··· Extracted records

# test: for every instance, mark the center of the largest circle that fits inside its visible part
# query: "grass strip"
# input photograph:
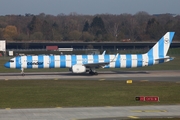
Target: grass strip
(69, 93)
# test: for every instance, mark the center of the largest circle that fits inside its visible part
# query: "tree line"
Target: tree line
(74, 27)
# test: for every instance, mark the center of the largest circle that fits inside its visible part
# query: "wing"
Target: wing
(100, 64)
(165, 58)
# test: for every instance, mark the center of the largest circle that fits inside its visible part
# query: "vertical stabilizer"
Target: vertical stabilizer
(160, 49)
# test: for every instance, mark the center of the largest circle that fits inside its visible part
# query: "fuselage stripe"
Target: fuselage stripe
(41, 60)
(118, 62)
(128, 61)
(29, 61)
(51, 61)
(95, 58)
(62, 61)
(73, 60)
(139, 60)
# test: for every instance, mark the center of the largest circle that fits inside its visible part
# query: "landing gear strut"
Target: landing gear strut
(93, 72)
(22, 71)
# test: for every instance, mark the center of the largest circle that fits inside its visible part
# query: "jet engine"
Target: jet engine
(78, 69)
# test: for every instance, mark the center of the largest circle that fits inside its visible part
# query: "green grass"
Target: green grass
(72, 93)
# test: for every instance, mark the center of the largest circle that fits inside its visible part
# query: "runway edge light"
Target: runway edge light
(147, 98)
(129, 81)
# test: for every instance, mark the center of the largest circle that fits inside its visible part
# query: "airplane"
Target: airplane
(89, 63)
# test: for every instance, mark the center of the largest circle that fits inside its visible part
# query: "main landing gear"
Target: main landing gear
(93, 72)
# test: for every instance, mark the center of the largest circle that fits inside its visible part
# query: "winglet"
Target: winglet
(104, 52)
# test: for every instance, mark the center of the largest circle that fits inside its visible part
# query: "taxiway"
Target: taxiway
(166, 75)
(94, 113)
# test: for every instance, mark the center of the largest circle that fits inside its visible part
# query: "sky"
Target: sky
(88, 7)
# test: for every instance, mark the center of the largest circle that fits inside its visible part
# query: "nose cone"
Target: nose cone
(7, 65)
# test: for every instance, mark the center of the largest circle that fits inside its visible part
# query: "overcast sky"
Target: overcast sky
(88, 7)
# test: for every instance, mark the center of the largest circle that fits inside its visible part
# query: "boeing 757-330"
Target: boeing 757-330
(89, 63)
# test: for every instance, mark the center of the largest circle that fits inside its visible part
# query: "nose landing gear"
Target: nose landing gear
(22, 71)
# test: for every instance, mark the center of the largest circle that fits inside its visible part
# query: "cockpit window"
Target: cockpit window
(11, 60)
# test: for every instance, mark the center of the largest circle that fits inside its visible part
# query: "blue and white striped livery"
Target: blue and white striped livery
(88, 63)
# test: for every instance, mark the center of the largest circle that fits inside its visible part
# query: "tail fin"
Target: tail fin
(160, 49)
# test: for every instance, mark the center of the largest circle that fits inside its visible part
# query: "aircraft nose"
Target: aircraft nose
(7, 65)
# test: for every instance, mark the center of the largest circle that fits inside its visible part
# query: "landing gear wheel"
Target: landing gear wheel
(22, 71)
(93, 73)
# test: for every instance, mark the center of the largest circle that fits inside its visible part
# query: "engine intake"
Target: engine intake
(78, 69)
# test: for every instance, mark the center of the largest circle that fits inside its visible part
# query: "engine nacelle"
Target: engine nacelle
(78, 69)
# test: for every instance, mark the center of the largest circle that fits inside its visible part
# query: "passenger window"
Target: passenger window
(11, 60)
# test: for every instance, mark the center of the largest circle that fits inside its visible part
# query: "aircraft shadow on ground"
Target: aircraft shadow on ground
(74, 74)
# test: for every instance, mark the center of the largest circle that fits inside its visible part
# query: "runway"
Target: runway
(166, 75)
(94, 113)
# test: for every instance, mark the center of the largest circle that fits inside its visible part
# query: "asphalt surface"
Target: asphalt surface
(94, 113)
(166, 75)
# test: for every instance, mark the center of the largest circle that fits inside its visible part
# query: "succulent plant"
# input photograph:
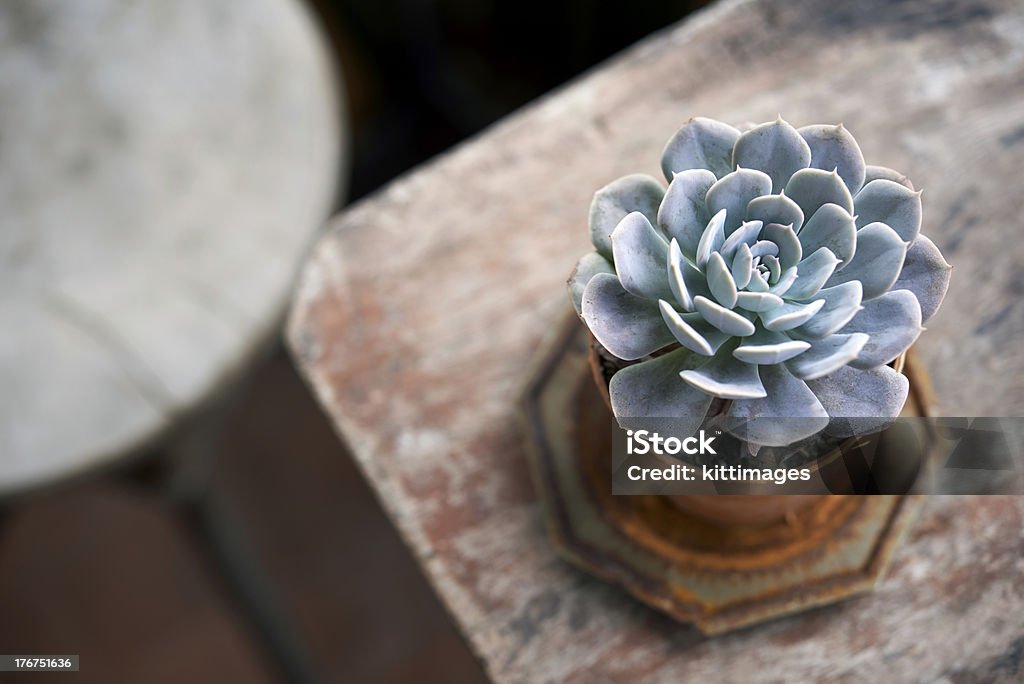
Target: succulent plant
(777, 270)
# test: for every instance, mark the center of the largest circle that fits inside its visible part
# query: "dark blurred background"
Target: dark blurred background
(103, 568)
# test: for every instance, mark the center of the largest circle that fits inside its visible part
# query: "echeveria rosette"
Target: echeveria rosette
(777, 270)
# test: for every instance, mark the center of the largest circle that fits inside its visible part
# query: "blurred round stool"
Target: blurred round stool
(164, 167)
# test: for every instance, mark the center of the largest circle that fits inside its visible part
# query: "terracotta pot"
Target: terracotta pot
(725, 510)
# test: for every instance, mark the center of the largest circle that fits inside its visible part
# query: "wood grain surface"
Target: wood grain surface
(163, 171)
(419, 314)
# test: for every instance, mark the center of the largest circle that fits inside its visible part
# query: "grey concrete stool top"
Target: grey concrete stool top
(163, 169)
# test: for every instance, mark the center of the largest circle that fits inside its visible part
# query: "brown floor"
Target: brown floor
(111, 572)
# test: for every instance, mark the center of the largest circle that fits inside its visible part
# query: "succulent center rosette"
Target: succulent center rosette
(777, 271)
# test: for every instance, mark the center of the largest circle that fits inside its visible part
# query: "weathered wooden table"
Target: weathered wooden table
(163, 171)
(420, 312)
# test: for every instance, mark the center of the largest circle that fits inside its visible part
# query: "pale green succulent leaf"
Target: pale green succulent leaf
(766, 347)
(700, 143)
(893, 324)
(712, 239)
(790, 413)
(677, 281)
(727, 321)
(742, 264)
(775, 209)
(724, 377)
(790, 250)
(683, 214)
(758, 301)
(811, 188)
(763, 248)
(720, 282)
(834, 227)
(774, 267)
(611, 204)
(888, 202)
(747, 233)
(812, 273)
(878, 261)
(860, 401)
(733, 191)
(785, 282)
(589, 266)
(691, 331)
(827, 355)
(758, 283)
(925, 273)
(841, 304)
(790, 315)
(628, 326)
(640, 254)
(652, 389)
(774, 147)
(885, 173)
(835, 147)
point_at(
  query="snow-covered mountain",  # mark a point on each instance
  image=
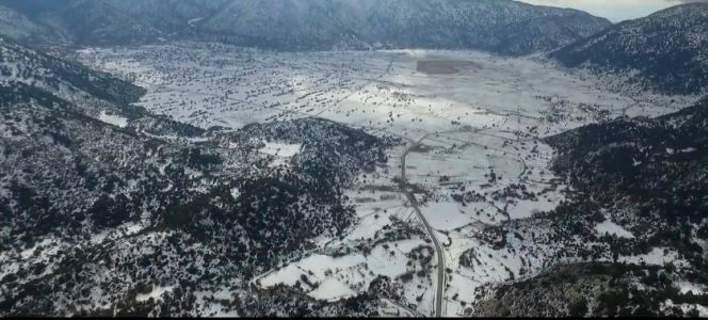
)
(502, 26)
(666, 51)
(115, 205)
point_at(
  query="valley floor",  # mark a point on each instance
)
(470, 123)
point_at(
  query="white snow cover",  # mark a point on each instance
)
(115, 120)
(609, 227)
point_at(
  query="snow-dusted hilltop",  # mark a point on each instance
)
(501, 26)
(667, 51)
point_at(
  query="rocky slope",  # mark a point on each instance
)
(501, 26)
(665, 51)
(110, 210)
(648, 179)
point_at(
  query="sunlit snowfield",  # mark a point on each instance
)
(478, 119)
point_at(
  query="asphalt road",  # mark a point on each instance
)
(438, 248)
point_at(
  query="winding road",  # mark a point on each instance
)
(438, 248)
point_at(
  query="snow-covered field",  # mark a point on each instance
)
(479, 163)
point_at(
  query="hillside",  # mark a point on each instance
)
(506, 27)
(643, 183)
(665, 51)
(109, 202)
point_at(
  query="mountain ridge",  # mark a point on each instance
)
(506, 27)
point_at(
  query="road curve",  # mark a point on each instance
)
(438, 248)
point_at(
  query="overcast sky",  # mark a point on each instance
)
(615, 10)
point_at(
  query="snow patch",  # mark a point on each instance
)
(609, 227)
(115, 120)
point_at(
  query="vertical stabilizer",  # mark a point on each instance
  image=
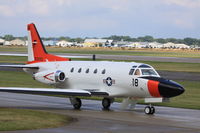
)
(36, 49)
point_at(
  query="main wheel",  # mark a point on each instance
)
(150, 110)
(147, 110)
(106, 102)
(77, 103)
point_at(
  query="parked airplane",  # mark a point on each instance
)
(128, 80)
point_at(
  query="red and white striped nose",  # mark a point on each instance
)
(160, 87)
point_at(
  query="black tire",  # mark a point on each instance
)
(152, 110)
(106, 102)
(77, 104)
(147, 110)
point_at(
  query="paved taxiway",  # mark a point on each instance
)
(120, 57)
(92, 119)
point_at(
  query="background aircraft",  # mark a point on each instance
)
(128, 80)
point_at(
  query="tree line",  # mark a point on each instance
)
(188, 40)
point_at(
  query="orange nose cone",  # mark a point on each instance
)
(153, 88)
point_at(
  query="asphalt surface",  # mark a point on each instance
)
(91, 118)
(120, 57)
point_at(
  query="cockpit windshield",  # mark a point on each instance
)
(148, 72)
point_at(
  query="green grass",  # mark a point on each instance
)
(24, 119)
(190, 99)
(19, 79)
(113, 51)
(166, 66)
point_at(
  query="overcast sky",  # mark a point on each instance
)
(100, 18)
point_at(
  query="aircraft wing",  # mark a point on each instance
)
(66, 56)
(20, 66)
(67, 92)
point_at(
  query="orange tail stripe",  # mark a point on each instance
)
(153, 88)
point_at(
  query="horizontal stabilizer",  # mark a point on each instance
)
(67, 92)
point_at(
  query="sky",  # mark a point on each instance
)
(102, 18)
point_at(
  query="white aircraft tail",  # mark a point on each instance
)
(36, 49)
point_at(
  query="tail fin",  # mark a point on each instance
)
(36, 49)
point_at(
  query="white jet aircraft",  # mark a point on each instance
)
(128, 80)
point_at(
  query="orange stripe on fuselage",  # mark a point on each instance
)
(153, 88)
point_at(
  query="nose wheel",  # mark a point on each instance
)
(149, 110)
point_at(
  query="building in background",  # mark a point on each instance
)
(64, 43)
(97, 43)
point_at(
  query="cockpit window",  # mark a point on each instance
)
(144, 66)
(137, 72)
(148, 72)
(131, 71)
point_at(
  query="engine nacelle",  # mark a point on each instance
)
(50, 77)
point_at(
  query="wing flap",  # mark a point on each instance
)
(20, 66)
(68, 92)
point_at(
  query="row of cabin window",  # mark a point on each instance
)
(87, 70)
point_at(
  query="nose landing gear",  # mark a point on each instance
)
(149, 110)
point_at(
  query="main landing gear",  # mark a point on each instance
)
(76, 102)
(149, 110)
(106, 102)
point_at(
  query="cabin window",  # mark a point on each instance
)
(79, 70)
(131, 71)
(87, 71)
(104, 71)
(95, 71)
(137, 72)
(72, 70)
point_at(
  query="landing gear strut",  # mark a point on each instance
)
(106, 102)
(149, 110)
(76, 102)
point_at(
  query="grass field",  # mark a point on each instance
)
(190, 99)
(23, 119)
(167, 66)
(114, 51)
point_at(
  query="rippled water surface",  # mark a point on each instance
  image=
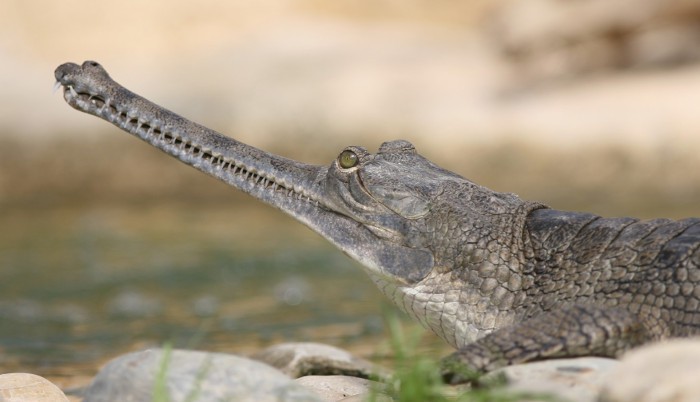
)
(81, 285)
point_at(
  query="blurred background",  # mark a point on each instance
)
(107, 245)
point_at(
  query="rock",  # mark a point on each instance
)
(303, 359)
(192, 375)
(666, 371)
(575, 380)
(24, 387)
(540, 38)
(333, 388)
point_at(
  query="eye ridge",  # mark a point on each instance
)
(348, 159)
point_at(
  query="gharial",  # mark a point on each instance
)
(501, 279)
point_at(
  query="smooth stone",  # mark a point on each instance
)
(308, 358)
(193, 375)
(575, 380)
(332, 388)
(664, 371)
(25, 387)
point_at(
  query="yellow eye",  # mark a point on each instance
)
(348, 159)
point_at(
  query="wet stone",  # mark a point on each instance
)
(333, 388)
(183, 375)
(25, 387)
(308, 358)
(574, 380)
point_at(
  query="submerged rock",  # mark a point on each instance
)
(333, 388)
(666, 371)
(575, 380)
(24, 387)
(179, 375)
(308, 358)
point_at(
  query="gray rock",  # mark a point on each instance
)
(24, 387)
(302, 359)
(574, 380)
(181, 375)
(667, 371)
(538, 35)
(334, 388)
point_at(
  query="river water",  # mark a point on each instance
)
(81, 285)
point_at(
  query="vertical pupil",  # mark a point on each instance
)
(348, 159)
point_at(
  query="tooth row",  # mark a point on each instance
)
(146, 129)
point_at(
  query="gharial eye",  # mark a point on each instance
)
(348, 159)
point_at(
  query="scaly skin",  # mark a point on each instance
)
(502, 280)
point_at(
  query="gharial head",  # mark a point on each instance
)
(388, 196)
(371, 206)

······

Aim of the task:
Scan the records above for the word "road". Copy each line that has it.

Result of the task:
  query="asphalt road",  # mark a point on each instance
  query="winding road",  # mark a point on each instance
  query="road curve",  # mark a point on each instance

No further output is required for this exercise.